● PASSAGE
Eric Cantor, GOP No. 2 in the House, summed up the ethos Monday on Fox News: "We will find the [Irene] money if there is a need for additional money. But those moneys are not unlimited, and we have said we have to offset that which has already been funded."

Translated into plain English, he's saying that the Republicans will no longer honor the bipartisan tradition of providing no-strings-attached disaster aid. Both congressional parties have done it that way 33 times since 1989, without requiring any budgetary "offsets," but apparently Cantor sees the current emergency as an opportune time to play ideological politics.

Since FEMA, the federal emergency agency, will probably need more money for Irene's victims, the plot of the next congressional melodrama seems clear already. Republicans will insist that some programs be cut to pay for the aid, Democrats will fume about this departure of tradition, and President Obama ... well, who knows whether he'll say or do anything.

But I have questions for the Republican austerity cops. If they're so committed to the principle of "pay as you go," if they believe so fervently that fiscal conservatism should trump even the promotion of the "general welfare" (U.S. Constitution, Article I Section 8), then where were they just a few years ago, when the Bush administration launched two wars and successfully pushed a Medicare prescription plan - none of which was paid for?

[Natural-language region descriptions]
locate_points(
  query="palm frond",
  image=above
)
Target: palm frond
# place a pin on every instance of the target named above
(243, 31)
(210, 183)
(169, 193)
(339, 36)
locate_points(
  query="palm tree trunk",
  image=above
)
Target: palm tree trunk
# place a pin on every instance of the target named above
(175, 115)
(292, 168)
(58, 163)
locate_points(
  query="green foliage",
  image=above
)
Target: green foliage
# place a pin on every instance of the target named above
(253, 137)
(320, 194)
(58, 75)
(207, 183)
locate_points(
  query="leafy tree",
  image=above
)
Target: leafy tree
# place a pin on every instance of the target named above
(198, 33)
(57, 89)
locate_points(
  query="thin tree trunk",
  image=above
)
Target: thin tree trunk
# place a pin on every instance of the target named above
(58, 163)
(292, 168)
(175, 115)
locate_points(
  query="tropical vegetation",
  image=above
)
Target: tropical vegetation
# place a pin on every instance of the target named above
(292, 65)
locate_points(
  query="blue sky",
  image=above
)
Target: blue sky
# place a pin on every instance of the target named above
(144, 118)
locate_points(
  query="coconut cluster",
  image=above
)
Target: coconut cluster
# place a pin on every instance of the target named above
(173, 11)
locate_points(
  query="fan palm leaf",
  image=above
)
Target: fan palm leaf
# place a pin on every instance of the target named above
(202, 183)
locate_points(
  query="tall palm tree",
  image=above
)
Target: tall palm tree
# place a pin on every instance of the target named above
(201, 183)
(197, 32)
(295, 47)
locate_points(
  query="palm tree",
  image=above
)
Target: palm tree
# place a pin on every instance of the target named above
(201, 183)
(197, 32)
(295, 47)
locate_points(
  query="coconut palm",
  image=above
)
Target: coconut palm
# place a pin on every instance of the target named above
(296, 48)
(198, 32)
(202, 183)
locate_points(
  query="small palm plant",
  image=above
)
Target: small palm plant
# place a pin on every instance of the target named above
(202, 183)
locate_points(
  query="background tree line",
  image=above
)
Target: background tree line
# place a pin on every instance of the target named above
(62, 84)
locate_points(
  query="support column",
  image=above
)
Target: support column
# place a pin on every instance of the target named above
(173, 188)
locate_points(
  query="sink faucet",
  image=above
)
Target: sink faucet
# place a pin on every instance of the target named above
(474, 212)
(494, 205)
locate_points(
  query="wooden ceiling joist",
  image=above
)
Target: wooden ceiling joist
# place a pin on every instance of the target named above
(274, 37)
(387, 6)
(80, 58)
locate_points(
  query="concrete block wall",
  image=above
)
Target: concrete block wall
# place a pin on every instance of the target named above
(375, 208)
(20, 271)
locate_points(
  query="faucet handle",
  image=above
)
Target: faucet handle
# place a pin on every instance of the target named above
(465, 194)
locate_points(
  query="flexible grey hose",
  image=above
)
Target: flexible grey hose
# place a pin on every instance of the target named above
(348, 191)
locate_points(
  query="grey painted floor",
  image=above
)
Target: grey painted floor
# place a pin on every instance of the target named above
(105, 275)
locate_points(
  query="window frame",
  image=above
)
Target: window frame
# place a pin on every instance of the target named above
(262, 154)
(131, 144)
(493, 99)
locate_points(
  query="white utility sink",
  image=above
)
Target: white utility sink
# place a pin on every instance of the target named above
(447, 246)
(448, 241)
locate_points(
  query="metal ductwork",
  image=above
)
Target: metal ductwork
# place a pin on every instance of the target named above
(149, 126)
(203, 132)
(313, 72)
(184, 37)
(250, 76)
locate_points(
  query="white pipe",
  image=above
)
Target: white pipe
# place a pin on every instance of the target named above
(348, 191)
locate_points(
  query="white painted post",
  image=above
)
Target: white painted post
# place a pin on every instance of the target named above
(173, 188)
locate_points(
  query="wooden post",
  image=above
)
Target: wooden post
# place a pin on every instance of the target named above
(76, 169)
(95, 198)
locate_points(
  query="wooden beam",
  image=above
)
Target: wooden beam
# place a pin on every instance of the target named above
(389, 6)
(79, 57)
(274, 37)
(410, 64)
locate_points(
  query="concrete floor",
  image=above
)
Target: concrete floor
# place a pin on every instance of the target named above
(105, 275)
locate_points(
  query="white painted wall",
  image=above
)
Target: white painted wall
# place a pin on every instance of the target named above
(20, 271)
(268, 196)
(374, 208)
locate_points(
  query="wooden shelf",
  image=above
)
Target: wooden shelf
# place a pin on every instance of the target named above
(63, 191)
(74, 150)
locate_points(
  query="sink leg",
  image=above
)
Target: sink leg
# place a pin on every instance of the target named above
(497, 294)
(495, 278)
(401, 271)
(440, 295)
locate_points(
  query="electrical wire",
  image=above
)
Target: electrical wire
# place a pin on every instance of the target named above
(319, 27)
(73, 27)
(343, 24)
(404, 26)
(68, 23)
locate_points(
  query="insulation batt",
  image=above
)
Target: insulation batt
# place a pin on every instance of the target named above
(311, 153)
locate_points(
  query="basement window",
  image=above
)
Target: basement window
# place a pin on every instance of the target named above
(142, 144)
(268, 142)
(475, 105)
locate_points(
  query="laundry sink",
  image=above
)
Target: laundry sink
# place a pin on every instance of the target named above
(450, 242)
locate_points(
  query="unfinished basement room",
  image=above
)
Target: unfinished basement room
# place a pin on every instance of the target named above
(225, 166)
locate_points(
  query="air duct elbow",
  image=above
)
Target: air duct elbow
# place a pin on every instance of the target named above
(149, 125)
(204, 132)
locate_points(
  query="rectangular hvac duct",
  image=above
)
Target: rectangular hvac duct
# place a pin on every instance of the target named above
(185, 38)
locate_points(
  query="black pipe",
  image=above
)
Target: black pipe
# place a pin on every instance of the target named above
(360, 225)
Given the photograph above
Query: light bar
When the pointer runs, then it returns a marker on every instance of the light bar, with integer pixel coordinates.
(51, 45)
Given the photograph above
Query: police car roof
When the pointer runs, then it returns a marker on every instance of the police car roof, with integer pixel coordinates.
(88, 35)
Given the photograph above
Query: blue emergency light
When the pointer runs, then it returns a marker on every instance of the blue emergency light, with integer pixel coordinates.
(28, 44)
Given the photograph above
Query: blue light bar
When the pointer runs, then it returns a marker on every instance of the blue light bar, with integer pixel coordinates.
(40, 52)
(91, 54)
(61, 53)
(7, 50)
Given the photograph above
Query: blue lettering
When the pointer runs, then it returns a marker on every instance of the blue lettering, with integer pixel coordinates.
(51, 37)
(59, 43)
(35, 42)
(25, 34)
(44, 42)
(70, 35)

● WHAT YOU NEED TO DO
1) Apart from Eric Cantor's statement, the commentary on disaster aid for Irene encloses several other terms or phrases in quotation marks. List each of them.
2) Carry on the commentary on disaster aid for Irene, beginning right after its final question.
The records are separate material and have no connection to the commentary on disaster aid for Irene.

● EXERCISE RESULTS
1)
"offsets"
"pay as you go"
"general welfare"

2)
In particular, why were Republicans so willing to ratify the invasion of Iraq without insisting that the high cost be "offset" by slashing other programs? Cantor never uttered a peep. How come it was OK in 2003 to indulge that neoconservative dream regardless of cost (the Iraq tab approaches $1 trillion), but it's not OK in 2011 to help Americans recover from a natural disaster regardless of cost?

Gee, I wonder. Perhaps it has something do with who is president today, and who was president in 2003. Perhaps the GOP has been born again as an austerity party to make amends for its fiscal sins during the Bush era, when it aided and abetted a massive spillage of red ink. Indeed, a few conservatives floated the "offset" argument after Katrina - they insisted the cleanup be financed with money earmarked for fixing our crumbling infrastructure - but House GOP leader Tom DeLay nixed the idea. In his view, "taking spending from infrastructure [programs] would undermine our ability to create the environment for a good economy."

But if Cantor and his crowd won't agree to finance the Irene cleanup via deficit spending (the norm since 1989), what programs - and which Americans - would have to suffer?

Of course, we already know who wouldn't suffer: the rich. If Republicans were to abandon their out-of-the-mainstream opposition to tax hikes for the rich, we wouldn't be having this conversation at all. But, absent that option, I'll bet that the new Republican norm will require that disaster relief be paid for with money previously earmarked for programs that aid average Americans. (The "offset" idea is bad governance anyway. How can agencies rationally plan their annual budgets if, in any given year, some money might be diverted to pay for unforeseen floods and hurricanes?)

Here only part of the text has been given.